- _TRECHO DA PÁGINA_
□ □ □ □ □

Lula tem um carinho especialíssimo pelo povo que fica na vigília. Fala deles quase todos os dias. Para ele, são fundamentais a existência e a resistência da vigília. Na minha análise, tem sido muito importante para manter o alto astral dele, em especial nos finais de semana, quando não recebe visitas. Ele escuta tudo: as cantorias, o "Bom Dia", o "Boa Tarde" e o "Boa Noite" [saudações coletivas dos militantes, em voz alta].
O comportamento de Lula mudou, ao longo desses 300 dias de prisão?
Posso dizer que ele está bem, na medida de alguém que está preso. Em alguns momentos, ele expressa revolta contra o sistema de justiça e contra todo esse processo arbitrário, de uma condenação sem provas. O incrível é que ele se mantém bem psicologicamente, está bem fisicamente, e já teve algumas visitas médicas. Fazem bem as visitas da família: é um momento de festa mesmo.
As visitas de cunho religioso também, mas agora houve uma decisão da justiça proibindo estas visitas. Suponho farão falta para ele.
Como interlocutor dele, você já teve que conter a emoção?
Parece surreal. Muitas vezes, vendo ele lá e sabendo de todo o processo, parece que não estou dentro da realidade. Lula sempre diz que o “ser humano tem uma enorme facilidade de se adaptar as realidades mais adversas”. Então, isso acabou acontecendo com a gente depois de todos estes dias.
No começo, nas primeiras vezes, eu olhava para aquilo tudo e não me parecia que era verdade. Uma vez, ele teve que escrever um bilhete para alguém. Ele ficou a certa distância, e eu observando [interrompe o relato, emocionado]… bem, continuando. Eu me afastei e não suportei, comecei a chorar, de ver aquela cena.

□ □ □ □ □

- _LISTA DE TAREFAS_
1. Responda às perguntas com base no trecho da entrevista:
(a) Em que dias Lula não recebe visitas?
(b) Que decisão da justiça é mencionada em relação às visitas?
(c) O que o entrevistado começou a fazer depois de se afastar, ao observar Lula escrevendo um bilhete?
2. Transcreva o trecho da entrevista, começando em "Posso dizer que" e terminando em "de festa mesmo.".

□ □ □ □ □

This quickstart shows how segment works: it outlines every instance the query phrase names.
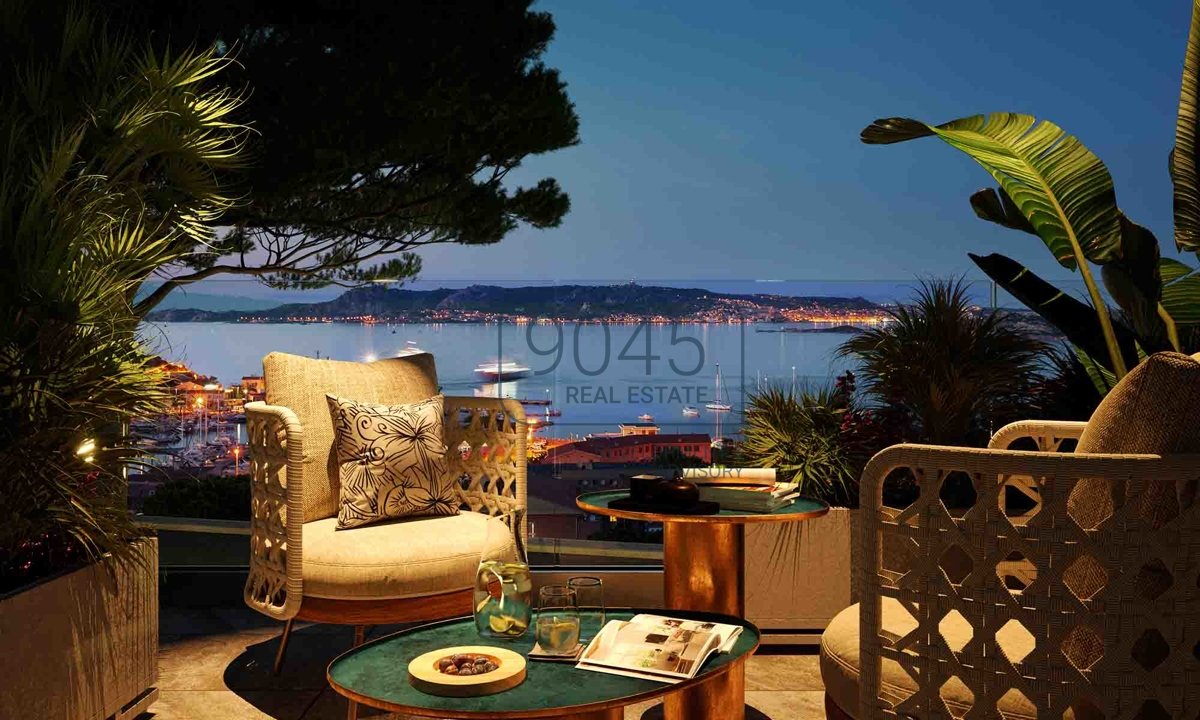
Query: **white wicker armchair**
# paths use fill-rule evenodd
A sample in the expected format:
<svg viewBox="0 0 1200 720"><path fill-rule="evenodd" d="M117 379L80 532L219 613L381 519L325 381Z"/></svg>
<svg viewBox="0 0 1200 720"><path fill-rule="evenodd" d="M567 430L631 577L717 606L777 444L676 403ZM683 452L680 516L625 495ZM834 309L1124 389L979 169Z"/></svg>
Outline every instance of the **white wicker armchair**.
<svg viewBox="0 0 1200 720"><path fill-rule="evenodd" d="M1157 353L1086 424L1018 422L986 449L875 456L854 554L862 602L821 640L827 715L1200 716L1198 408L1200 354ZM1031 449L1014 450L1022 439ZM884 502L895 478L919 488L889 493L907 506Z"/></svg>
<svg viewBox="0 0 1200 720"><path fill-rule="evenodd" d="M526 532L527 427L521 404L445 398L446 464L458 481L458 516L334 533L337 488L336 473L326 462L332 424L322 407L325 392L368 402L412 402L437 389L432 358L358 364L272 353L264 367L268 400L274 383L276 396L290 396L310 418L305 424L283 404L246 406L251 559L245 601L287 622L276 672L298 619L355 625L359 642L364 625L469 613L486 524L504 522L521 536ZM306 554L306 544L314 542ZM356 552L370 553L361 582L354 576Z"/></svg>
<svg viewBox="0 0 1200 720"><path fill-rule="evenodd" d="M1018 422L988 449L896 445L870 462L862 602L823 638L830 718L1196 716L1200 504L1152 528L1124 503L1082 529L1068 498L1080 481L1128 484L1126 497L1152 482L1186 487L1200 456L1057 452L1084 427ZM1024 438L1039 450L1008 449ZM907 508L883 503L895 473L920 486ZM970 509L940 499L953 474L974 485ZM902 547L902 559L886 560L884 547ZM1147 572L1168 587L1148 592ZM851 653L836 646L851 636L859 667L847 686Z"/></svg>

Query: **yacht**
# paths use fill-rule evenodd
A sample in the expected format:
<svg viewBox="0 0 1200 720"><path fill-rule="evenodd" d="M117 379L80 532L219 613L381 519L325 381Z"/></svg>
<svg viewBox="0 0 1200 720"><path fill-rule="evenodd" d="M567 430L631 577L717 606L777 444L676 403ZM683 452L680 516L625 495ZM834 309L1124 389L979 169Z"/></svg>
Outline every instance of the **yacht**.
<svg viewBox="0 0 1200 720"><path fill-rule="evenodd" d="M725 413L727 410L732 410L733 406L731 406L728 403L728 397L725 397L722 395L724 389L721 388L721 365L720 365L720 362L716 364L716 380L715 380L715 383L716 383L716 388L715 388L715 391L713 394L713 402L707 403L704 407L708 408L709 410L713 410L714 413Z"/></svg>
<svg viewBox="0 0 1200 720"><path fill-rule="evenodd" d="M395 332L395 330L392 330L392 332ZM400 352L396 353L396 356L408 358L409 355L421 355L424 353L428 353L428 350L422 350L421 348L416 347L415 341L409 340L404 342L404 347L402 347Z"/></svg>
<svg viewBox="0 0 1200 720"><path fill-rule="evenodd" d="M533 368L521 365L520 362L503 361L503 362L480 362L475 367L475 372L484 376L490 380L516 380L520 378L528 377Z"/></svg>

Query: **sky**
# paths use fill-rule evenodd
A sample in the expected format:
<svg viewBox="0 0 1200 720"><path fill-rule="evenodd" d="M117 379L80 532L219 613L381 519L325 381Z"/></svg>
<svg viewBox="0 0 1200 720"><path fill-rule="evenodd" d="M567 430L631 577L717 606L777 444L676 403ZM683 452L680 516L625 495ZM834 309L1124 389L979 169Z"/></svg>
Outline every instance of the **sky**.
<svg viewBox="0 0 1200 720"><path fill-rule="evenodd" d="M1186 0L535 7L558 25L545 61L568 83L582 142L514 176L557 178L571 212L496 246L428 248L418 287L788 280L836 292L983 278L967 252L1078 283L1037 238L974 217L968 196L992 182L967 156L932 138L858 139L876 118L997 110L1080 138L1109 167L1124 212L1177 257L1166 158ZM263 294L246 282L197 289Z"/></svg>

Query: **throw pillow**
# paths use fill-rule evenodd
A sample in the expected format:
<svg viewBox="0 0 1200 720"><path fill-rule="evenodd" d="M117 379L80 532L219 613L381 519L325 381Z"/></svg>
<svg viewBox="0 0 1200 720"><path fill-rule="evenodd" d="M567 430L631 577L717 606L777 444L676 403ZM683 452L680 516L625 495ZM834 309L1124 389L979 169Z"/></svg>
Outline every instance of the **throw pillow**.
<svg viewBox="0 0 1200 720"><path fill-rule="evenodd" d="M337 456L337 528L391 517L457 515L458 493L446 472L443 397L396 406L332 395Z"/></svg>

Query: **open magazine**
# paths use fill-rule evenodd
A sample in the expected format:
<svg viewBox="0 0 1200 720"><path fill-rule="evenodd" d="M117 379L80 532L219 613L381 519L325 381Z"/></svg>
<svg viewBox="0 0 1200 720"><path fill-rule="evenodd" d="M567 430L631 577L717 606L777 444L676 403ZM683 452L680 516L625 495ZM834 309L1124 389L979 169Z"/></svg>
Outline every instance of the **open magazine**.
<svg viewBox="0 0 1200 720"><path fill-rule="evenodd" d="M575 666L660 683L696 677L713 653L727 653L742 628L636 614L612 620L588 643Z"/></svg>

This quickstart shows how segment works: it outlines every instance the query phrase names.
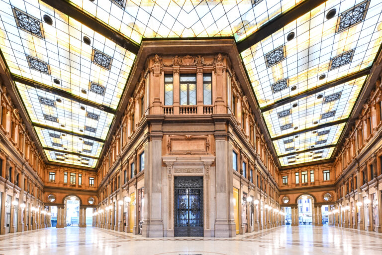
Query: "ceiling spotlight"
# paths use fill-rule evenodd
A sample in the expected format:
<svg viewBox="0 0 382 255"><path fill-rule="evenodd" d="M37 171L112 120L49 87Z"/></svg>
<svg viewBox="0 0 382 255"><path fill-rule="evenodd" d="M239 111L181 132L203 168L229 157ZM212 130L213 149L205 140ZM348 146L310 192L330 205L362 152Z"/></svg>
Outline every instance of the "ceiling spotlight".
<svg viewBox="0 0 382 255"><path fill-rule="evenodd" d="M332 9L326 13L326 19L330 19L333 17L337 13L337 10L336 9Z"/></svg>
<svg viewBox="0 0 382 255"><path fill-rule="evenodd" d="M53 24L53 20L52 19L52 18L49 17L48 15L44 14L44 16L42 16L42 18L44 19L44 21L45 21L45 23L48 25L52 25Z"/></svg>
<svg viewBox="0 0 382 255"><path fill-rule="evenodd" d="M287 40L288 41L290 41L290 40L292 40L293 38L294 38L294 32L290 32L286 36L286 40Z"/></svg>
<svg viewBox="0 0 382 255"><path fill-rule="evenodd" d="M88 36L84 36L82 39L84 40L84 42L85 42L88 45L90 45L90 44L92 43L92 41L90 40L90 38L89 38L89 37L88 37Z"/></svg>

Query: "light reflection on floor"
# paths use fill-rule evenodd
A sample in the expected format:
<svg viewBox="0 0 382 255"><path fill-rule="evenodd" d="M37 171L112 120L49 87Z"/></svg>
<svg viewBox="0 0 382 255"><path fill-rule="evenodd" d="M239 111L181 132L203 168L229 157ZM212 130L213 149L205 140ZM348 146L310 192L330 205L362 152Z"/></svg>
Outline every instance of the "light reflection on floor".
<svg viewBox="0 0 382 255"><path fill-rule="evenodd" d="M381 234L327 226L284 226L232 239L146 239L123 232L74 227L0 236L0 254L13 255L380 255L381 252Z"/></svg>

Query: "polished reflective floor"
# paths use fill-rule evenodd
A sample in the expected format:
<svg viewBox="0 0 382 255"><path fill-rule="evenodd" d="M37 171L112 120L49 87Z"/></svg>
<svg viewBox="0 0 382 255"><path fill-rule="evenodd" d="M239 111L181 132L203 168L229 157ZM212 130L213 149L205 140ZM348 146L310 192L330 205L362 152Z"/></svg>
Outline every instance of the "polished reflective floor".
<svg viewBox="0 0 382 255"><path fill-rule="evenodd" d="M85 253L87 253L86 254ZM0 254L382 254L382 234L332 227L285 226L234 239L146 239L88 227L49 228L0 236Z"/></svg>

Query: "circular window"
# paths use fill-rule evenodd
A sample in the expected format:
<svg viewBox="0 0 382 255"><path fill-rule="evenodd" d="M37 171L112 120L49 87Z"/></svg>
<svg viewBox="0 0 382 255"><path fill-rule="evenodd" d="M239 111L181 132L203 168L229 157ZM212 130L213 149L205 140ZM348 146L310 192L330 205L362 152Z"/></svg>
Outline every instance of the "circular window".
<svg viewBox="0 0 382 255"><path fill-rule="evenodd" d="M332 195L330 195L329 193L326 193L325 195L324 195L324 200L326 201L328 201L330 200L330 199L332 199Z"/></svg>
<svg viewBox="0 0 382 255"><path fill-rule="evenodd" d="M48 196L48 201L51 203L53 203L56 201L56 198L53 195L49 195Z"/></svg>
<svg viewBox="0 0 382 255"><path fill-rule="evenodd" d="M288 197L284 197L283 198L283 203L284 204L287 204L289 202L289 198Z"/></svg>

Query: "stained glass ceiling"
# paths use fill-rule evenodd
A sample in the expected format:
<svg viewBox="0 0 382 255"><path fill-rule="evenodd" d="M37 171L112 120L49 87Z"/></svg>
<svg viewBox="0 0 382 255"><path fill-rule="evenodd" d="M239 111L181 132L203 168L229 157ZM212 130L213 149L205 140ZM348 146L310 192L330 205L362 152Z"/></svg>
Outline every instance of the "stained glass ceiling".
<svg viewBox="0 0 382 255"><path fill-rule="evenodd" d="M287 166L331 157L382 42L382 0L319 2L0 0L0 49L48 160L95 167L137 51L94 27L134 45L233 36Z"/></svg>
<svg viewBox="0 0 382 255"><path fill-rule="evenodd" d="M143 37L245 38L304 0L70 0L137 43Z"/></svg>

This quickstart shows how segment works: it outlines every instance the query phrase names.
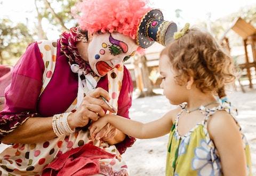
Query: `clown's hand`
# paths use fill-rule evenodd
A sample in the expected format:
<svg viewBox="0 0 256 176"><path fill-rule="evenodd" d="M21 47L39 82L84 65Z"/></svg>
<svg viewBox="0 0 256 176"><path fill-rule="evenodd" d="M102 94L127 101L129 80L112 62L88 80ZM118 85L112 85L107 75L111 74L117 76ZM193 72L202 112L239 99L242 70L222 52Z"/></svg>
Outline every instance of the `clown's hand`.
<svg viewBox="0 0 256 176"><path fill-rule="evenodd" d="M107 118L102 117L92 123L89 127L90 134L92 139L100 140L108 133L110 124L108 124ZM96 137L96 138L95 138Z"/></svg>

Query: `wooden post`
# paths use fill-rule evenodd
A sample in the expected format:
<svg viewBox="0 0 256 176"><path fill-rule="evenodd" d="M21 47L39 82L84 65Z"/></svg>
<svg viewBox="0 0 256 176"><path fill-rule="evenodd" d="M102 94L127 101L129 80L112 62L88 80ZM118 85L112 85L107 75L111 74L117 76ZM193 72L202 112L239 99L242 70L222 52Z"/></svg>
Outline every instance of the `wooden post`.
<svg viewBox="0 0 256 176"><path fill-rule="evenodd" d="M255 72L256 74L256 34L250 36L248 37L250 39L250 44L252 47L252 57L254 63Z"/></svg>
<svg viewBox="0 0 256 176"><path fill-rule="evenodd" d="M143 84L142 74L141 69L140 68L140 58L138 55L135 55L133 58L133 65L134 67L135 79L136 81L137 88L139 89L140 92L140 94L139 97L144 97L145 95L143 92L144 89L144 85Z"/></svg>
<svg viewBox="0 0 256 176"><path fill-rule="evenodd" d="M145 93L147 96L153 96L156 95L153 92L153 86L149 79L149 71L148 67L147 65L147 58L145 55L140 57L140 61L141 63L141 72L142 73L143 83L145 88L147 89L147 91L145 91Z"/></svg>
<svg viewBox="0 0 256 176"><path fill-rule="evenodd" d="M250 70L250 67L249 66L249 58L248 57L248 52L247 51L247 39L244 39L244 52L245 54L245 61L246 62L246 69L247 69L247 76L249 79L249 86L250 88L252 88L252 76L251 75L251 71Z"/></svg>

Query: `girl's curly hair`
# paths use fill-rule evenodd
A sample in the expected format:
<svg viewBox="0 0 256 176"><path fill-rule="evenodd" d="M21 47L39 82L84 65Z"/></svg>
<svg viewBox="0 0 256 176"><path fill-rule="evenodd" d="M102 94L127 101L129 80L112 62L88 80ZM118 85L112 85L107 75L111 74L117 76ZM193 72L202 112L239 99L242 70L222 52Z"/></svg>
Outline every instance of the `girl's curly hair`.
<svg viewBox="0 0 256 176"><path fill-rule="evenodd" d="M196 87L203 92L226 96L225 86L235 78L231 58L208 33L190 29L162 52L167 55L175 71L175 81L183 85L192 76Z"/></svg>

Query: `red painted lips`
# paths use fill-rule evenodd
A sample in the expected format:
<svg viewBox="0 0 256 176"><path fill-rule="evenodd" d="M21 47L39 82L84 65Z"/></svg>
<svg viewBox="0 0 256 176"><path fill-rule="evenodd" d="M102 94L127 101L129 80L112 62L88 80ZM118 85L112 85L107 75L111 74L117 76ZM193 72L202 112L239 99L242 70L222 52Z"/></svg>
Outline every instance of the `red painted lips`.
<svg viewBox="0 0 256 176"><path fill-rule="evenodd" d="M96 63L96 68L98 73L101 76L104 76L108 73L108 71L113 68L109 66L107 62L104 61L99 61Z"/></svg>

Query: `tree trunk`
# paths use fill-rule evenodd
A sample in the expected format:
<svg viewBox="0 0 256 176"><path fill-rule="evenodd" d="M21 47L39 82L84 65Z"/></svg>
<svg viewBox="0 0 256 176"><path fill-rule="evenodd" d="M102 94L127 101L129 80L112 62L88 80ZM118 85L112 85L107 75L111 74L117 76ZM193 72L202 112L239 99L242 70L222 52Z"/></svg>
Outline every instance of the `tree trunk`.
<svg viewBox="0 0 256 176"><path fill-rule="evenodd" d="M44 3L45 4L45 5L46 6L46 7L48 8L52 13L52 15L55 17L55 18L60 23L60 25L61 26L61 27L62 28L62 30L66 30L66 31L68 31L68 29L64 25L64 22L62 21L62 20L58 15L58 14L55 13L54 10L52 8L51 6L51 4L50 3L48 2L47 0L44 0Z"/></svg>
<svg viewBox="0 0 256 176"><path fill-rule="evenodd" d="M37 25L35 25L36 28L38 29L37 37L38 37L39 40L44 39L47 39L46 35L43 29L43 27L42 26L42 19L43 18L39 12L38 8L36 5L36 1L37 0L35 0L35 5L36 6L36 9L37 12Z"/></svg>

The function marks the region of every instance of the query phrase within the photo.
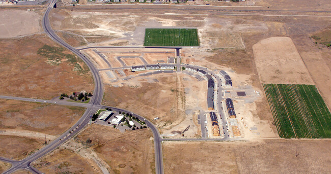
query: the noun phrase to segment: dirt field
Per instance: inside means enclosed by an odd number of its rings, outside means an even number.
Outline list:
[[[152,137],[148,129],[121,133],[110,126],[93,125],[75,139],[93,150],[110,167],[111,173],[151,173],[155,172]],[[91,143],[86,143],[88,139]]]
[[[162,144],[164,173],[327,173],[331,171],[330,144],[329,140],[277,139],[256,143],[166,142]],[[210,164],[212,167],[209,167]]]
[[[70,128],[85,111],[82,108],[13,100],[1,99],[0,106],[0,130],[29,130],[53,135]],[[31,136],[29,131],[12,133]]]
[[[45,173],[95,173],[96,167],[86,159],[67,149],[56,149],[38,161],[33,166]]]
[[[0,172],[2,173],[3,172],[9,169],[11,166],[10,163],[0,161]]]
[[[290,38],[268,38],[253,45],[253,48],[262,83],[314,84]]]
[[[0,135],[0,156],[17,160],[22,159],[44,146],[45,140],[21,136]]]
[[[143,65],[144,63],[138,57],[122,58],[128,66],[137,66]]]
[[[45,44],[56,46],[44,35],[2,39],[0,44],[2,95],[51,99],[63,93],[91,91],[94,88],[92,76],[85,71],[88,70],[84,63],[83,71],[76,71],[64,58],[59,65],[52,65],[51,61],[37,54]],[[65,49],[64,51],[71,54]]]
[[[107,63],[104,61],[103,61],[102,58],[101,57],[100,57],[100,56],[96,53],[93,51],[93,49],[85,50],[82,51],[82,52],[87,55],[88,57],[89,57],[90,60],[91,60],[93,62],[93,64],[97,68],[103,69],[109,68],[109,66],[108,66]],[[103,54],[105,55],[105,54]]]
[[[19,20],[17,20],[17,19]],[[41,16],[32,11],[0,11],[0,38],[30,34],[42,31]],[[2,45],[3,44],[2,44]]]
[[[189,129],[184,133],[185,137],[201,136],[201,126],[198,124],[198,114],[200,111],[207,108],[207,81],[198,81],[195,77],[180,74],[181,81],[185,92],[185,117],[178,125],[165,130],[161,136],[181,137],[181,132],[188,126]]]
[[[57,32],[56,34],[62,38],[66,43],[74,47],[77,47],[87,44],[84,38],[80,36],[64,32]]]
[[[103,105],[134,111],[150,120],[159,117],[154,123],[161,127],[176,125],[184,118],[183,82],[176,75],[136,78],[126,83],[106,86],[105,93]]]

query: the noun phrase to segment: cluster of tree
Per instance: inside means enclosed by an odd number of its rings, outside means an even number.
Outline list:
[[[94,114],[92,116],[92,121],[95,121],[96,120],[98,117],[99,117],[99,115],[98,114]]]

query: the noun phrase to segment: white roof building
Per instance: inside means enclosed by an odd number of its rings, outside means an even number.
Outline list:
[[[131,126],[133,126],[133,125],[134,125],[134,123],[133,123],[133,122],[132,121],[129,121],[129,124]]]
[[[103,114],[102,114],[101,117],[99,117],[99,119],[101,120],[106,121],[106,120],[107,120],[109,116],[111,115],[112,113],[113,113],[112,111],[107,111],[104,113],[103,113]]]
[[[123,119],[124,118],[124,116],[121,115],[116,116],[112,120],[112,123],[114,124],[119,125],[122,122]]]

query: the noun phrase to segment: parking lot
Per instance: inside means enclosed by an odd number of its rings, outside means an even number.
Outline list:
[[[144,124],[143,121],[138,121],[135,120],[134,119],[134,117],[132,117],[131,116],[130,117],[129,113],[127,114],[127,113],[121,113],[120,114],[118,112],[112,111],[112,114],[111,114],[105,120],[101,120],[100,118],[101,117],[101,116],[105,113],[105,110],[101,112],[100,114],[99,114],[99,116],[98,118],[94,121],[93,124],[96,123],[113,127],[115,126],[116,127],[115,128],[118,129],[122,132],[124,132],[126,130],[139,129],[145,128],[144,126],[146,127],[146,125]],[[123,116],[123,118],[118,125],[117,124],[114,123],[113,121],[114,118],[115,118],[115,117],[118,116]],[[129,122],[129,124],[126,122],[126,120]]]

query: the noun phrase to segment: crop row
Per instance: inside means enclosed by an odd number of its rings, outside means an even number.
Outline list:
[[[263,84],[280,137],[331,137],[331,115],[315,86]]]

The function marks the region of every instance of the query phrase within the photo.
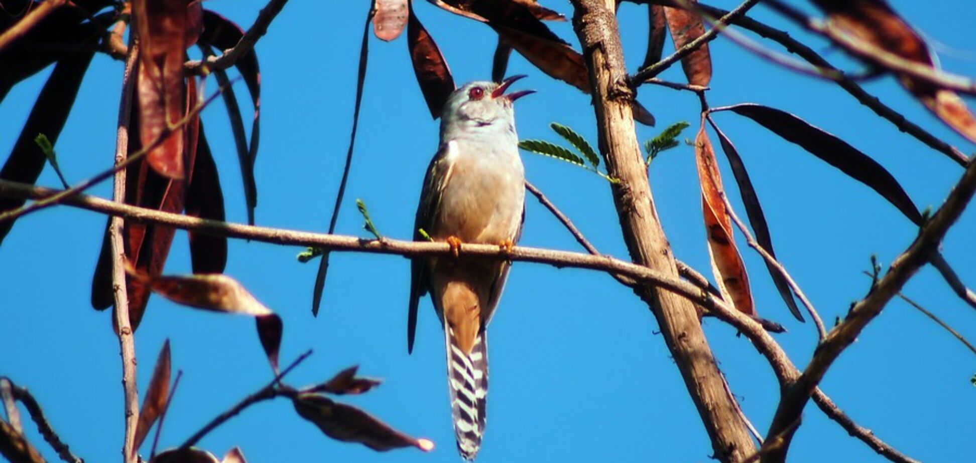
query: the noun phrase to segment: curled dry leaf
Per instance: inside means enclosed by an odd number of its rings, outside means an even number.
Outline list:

□ □ □ □ □

- _RESPOSTAS POR TAREFA_
1.
(a) Nos finais de semana.
(b) Uma decisão que proíbe as visitas de cunho religioso.
(c) Começou a chorar.

2.
Posso dizer que ele está bem, na medida de alguém que está preso. Em alguns momentos, ele expressa revolta contra o sistema de justiça e contra todo esse processo arbitrário, de uma condenação sem provas. O incrível é que ele se mantém bem psicologicamente, está bem fisicamente, e já teve algumas visitas médicas. Fazem bem as visitas da família: é um momento de festa mesmo.